-- EXTRACTED DATA --

◆ ◆ ◆ ◆ ◆ ◆ ◆

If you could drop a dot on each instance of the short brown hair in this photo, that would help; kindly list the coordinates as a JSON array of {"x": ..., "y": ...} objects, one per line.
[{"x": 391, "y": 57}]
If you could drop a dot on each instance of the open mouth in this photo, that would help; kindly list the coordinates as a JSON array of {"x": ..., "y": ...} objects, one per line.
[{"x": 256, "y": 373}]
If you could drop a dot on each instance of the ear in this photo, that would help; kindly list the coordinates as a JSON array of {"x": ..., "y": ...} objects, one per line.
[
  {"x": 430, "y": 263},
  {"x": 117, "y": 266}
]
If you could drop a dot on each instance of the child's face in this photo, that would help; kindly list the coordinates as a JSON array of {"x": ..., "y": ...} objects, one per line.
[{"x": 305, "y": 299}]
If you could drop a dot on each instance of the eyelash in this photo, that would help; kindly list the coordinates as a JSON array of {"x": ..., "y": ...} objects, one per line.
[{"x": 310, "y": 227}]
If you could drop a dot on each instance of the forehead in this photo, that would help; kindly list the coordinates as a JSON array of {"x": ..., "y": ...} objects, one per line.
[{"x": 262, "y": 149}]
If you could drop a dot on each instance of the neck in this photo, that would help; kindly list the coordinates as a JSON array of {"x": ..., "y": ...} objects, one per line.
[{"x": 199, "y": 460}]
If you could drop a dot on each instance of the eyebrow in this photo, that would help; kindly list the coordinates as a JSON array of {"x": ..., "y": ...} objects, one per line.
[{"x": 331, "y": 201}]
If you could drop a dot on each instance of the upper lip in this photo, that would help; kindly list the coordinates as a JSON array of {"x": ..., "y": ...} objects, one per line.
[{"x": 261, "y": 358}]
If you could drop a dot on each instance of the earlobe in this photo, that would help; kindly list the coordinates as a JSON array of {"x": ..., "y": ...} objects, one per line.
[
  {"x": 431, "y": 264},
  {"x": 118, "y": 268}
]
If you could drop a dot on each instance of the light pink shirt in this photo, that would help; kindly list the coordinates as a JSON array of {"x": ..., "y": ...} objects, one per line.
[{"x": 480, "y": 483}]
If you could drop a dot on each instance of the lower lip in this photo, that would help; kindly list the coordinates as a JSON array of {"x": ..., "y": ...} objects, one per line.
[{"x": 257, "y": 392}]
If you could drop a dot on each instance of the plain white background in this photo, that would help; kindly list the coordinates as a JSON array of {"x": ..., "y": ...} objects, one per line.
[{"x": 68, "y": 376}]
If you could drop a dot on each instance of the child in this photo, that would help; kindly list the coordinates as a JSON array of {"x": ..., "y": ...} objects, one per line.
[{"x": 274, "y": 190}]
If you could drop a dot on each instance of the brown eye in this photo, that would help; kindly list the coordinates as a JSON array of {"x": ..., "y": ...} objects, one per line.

◆ ◆ ◆ ◆ ◆ ◆ ◆

-- EXERCISE DIRECTIONS --
The full set of records should be duplicated exactly.

-- RESULT FOR THIS TASK --
If you could drop a dot on each instance of the short brown hair in this photo, that would help; kindly list the coordinates as a JSON array of {"x": ..., "y": ...} objects, one per line.
[{"x": 391, "y": 57}]
If you could drop a dot on each instance of the open mouth in this photo, that would help; kindly list the coordinates as a JSON array of {"x": ..., "y": ...} objects, one per line.
[{"x": 256, "y": 373}]
If you could drop a dot on each instance of the ear in this photo, that would help; kindly list the coordinates as a JSON array of {"x": ..., "y": ...} objects, one per line.
[
  {"x": 430, "y": 263},
  {"x": 117, "y": 266}
]
If you could drop a dot on each instance of the child's face in this photo, that would help; kindly list the coordinates as a JSON array of {"x": ..., "y": ...} objects, one per line.
[{"x": 305, "y": 299}]
If you could drop a dot on each instance of the eyelash in this photo, that would help; kindly list the coordinates as a JSON array of {"x": ..., "y": ...} objects, one per line.
[{"x": 310, "y": 227}]
If you could drop a dot on each instance of the forehead in this photo, that would help; kindly list the coordinates as a JSON array of {"x": ..., "y": ...} objects, one per line.
[{"x": 262, "y": 149}]
If you could drop a dot on each instance of the neck in this photo, that would help; kindly list the coordinates as a JSON array of {"x": ..., "y": ...} objects, one per line.
[{"x": 199, "y": 460}]
If you could drop a dot on each instance of the eyebrow in this photo, that would help; kindly list the coordinates as a JSON array of {"x": ..., "y": ...} objects, one per line.
[{"x": 331, "y": 201}]
If you could drop a dot on each instance of the upper lip in this photo, that would help; kindly list the coordinates as a JSON array of {"x": ..., "y": ...} objects, one per line.
[{"x": 261, "y": 358}]
If you could drop a dot on each instance of the earlobe in this photo, that would help; kindly list the coordinates as a JSON array of {"x": ..., "y": ...} objects, one per line.
[
  {"x": 431, "y": 264},
  {"x": 118, "y": 268}
]
If you could drop a dot on each instance of the light pink shirt in this photo, that would help; kindly list the coordinates as a JSON array of {"x": ..., "y": ...} objects, one per line.
[{"x": 480, "y": 483}]
If you could drop a dot on each instance of the lower lip in this photo, that would help; kindly list the coordinates as a JSON array of {"x": ..., "y": ...} objects, one per line.
[{"x": 257, "y": 392}]
If you could drop a dot on each instance of the plain white background in this photo, that would help; kindly list the coordinates as a JSON array of {"x": ..., "y": ...} objects, one per line.
[{"x": 68, "y": 376}]
If you could drop a dot on each instance of the child in this photo, that would help; kindly list the coordinates as a JSON array of {"x": ..., "y": ...} objects, one per line.
[{"x": 274, "y": 190}]
If you could drop a dot on each instance of the brown eye in this photo, that would help; kindly list the coordinates as a JSON array of {"x": ..., "y": ...} objects, one per line.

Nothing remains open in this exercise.